▶ [Task requirements]
Once the line containing "For the truck's" is found in the entries below, restate it and each following line word for word, stopping after the line containing "For the wiper".

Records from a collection
((
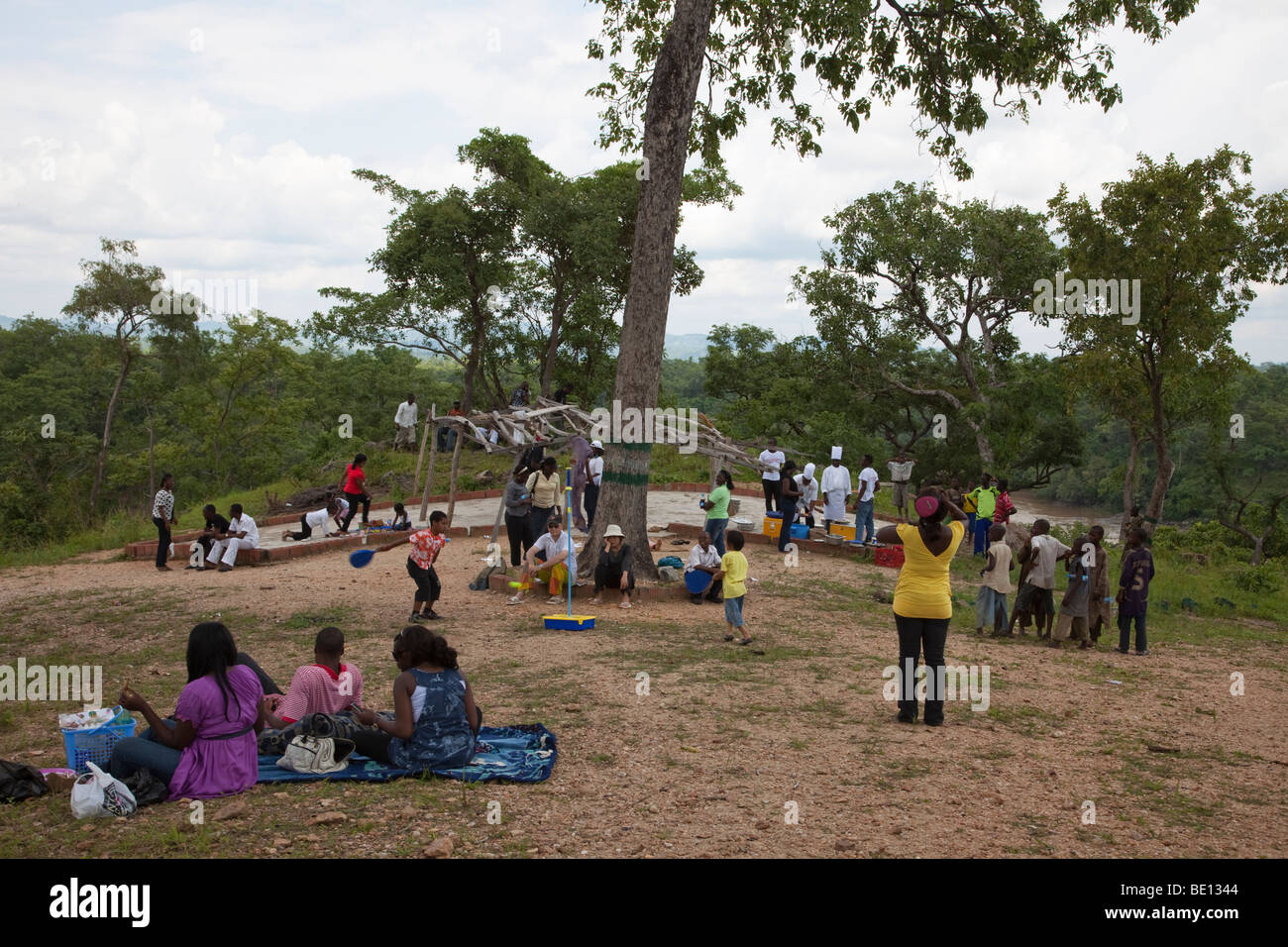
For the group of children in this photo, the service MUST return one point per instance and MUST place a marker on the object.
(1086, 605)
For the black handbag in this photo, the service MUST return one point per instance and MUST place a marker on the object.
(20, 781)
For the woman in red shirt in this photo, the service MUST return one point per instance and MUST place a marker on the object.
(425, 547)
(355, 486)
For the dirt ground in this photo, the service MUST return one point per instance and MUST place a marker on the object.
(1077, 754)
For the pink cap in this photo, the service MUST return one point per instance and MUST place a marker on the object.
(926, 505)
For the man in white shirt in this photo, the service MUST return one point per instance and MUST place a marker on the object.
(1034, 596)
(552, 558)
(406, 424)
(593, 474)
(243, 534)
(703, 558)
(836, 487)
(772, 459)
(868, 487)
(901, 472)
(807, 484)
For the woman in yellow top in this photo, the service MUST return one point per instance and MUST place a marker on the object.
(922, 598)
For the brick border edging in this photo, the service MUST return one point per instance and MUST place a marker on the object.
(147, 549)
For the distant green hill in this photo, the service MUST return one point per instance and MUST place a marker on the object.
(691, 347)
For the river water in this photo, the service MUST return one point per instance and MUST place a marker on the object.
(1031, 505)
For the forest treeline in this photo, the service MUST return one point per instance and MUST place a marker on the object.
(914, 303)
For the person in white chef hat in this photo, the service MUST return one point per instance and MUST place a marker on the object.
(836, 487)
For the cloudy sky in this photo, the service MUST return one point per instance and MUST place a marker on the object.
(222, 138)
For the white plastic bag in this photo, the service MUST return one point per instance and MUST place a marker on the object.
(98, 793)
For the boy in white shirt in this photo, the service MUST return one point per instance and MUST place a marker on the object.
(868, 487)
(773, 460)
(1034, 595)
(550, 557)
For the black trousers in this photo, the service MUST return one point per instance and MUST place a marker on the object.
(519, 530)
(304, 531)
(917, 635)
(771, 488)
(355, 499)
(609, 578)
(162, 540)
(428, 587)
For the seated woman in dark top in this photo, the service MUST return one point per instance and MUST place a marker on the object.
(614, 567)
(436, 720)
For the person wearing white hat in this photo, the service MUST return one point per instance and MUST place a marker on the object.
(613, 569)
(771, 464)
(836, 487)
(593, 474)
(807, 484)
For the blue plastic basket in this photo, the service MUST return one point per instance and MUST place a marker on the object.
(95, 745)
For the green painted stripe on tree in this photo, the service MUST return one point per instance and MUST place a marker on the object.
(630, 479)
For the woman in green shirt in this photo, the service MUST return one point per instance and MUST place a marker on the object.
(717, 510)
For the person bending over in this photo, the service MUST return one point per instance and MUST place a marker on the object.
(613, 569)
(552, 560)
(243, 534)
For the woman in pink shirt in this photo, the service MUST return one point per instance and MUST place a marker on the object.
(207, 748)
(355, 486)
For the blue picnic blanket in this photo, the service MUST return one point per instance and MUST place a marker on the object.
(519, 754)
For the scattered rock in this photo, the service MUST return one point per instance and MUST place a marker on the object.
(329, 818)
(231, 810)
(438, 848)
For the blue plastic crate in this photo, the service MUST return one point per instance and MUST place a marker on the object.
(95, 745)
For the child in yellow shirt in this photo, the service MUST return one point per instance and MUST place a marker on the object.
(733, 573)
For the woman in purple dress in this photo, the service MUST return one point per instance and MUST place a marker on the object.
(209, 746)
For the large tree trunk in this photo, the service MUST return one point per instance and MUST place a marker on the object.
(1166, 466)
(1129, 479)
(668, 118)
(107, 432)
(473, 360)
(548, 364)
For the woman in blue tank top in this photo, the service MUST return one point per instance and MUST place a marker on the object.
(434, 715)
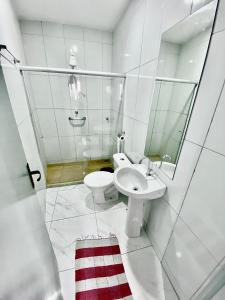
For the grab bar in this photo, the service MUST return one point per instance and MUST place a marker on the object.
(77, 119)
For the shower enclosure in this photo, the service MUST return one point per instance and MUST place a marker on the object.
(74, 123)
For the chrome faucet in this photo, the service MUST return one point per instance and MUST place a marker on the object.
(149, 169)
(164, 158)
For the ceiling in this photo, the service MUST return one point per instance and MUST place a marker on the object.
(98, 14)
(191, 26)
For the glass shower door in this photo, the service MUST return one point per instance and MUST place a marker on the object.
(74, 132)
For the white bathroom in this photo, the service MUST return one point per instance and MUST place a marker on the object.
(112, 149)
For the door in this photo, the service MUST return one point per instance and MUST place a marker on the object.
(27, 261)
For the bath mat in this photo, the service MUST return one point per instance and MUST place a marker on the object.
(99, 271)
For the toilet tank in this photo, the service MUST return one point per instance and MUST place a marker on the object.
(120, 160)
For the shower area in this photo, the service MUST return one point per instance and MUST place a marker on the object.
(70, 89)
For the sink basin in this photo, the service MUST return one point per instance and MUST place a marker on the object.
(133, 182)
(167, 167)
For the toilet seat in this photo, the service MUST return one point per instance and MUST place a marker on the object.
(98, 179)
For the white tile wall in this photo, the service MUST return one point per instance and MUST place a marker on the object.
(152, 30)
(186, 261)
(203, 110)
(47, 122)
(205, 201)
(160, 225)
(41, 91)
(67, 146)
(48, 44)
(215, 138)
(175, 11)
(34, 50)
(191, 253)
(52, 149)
))
((
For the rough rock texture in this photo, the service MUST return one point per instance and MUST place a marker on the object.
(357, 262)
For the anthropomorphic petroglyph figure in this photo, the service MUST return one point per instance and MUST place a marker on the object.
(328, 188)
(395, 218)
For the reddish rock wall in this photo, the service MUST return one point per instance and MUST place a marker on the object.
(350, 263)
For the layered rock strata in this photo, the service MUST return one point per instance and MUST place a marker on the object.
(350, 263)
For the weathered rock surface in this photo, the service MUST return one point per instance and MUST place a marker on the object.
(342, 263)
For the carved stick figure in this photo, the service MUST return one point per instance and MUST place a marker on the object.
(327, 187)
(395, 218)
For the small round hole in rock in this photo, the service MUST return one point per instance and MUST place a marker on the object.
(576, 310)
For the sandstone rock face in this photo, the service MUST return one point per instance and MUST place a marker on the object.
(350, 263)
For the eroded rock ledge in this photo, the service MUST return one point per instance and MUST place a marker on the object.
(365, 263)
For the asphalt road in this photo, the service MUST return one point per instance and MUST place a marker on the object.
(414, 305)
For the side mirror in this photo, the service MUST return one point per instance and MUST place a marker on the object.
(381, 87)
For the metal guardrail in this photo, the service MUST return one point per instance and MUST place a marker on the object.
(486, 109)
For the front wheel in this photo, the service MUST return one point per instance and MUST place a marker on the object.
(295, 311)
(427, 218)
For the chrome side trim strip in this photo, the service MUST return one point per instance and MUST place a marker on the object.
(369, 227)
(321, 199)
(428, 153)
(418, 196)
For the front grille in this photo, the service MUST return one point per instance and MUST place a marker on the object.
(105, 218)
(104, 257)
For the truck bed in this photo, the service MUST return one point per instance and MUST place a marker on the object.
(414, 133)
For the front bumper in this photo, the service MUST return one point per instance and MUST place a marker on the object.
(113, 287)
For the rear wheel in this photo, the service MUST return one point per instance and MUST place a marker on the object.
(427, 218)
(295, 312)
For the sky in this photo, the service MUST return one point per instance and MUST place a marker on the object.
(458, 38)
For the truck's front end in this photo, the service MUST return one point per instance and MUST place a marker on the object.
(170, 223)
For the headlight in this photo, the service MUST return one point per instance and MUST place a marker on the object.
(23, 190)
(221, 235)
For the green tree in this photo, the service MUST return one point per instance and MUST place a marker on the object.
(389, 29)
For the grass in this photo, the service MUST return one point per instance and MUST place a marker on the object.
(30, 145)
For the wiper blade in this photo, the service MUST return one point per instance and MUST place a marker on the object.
))
▶ [Response box]
For the truck's front end in this photo, the service MUST return one point per instance and MUST place a marker on the object.
(170, 223)
For the headlight in this photo, the service MUST return one point per instance and MUST place a marker on the object.
(23, 190)
(221, 235)
For the green tree in this photo, the service MUST return one point per instance and MUST place a marker on the object.
(389, 29)
For the grass in this photo, the service MUST return one point per instance and MUST place a marker on the object.
(30, 145)
For the wiper blade in this photo, the service MUST return one point per instance and MUST place a marker on the object.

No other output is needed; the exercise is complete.